* INSTRUCTION 1 *
Reproduce the Reids Peak hiking passage below in full, word for word.
* INSTRUCTION 2 *
State how many lines in the listing below contain the string "table", with case counting, and give only that number.

* DOCUMENT EXTRACT *
|Sep 13, 2019
I’ve wanted to go up Reids Peak ever since seeing it near the top of Scott Patterson’s list of unknown classics in the Uintas (he’s done more hiking in the range than many will ever get around to doing in their entire lifetime). With the Wasatch getting ever more crowded as people continue flocking to Utah, I’ve gained a greater appreciation for the Uintas and the solitude they offer. Reids Peak is often overlooked because of the close proximity to its higher and more easily accessible neighbor Bald Mountain, but along with Hayden Peak it offers one of the best quality scrambles up an impressive peak from the Mirror Lake Scenic Byway. Last fall we hiked the Lofty Lake Loop as a family, and Reids’ unique pyramid shape seen while descending from the last lake in a counter-clockwise direction made me especially keen to try it. Hiking Reids Peak is often done in combination with Bald Mountain, so this would give us the chance to take in some unique scenery the entire time in one relatively short half-day loop hike.

* DATA EXCERPTS *
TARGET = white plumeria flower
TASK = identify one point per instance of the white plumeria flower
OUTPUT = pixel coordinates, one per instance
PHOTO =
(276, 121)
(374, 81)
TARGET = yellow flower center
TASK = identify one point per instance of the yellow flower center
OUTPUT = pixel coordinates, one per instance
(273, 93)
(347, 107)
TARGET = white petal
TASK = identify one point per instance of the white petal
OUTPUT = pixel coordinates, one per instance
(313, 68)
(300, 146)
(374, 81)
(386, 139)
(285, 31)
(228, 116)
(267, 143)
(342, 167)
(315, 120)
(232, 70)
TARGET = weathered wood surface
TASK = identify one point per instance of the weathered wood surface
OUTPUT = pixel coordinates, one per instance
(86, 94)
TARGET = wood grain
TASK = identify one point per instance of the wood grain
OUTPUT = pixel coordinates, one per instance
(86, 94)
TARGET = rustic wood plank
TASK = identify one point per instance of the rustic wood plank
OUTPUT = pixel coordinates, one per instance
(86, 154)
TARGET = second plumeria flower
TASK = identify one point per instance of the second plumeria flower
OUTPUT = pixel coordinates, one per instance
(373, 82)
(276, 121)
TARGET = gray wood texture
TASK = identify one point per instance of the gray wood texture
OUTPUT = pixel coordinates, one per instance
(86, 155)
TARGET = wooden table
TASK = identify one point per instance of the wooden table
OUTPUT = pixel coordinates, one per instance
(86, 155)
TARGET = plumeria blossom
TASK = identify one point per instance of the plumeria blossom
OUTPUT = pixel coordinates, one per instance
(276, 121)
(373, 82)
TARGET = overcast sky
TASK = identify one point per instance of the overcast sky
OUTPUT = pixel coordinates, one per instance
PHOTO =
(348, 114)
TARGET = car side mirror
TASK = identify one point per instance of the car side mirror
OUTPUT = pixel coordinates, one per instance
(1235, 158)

* RIGHT ANSWER 1 *
|Sep 13, 2019
I’ve wanted to go up Reids Peak ever since seeing it near the top of Scott Patterson’s list of unknown classics in the Uintas (he’s done more hiking in the range than many will ever get around to doing in their entire lifetime). With the Wasatch getting ever more crowded as people continue flocking to Utah, I’ve gained a greater appreciation for the Uintas and the solitude they offer. Reids Peak is often overlooked because of the close proximity to its higher and more easily accessible neighbor Bald Mountain, but along with Hayden Peak it offers one of the best quality scrambles up an impressive peak from the Mirror Lake Scenic Byway. Last fall we hiked the Lofty Lake Loop as a family, and Reids’ unique pyramid shape seen while descending from the last lake in a counter-clockwise direction made me especially keen to try it. Hiking Reids Peak is often done in combination with Bald Mountain, so this would give us the chance to take in some unique scenery the entire time in one relatively short half-day loop hike.

* RIGHT ANSWER 2 *
2